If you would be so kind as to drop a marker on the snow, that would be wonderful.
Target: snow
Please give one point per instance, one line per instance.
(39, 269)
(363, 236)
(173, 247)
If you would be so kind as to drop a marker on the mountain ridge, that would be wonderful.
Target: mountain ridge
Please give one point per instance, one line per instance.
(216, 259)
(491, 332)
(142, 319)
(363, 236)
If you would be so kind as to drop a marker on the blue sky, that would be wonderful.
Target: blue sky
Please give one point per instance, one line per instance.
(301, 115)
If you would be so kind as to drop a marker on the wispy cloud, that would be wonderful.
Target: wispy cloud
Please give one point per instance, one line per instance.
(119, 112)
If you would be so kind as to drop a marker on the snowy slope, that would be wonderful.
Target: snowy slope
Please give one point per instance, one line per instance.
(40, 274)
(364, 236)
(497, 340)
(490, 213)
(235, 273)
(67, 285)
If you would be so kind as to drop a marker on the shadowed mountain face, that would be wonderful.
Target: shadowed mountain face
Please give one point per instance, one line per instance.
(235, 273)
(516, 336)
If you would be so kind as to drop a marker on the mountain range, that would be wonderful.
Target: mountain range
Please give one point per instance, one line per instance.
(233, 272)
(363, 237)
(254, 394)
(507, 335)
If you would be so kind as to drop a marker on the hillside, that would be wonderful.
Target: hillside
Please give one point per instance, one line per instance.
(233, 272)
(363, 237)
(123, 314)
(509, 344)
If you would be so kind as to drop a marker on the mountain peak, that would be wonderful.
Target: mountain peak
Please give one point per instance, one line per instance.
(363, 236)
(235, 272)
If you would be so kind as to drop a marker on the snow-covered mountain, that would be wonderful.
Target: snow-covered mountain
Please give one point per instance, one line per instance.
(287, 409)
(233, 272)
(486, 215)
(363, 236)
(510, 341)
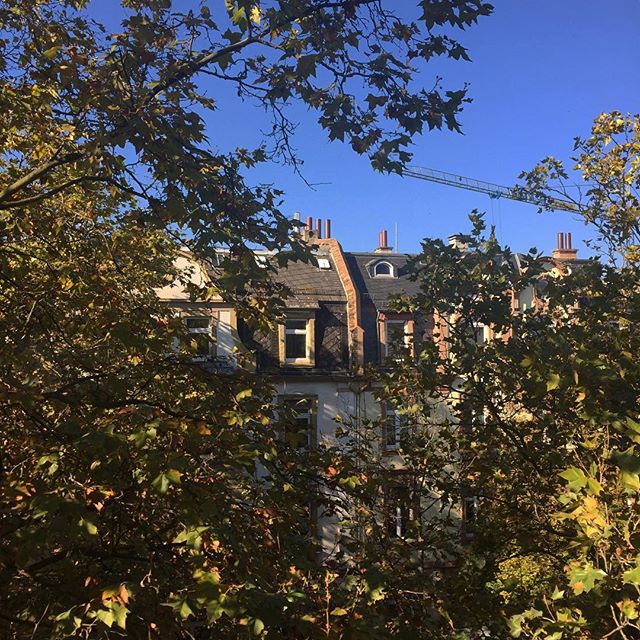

┄┄┄┄┄┄

**WHAT THE EXERCISE ASKS:** Copy out each line in the preceding records that contains "snowy".

**TASK ANSWER:**
If you would be so kind as to drop a marker on the snowy slope, that would be wonderful.
Target: snowy slope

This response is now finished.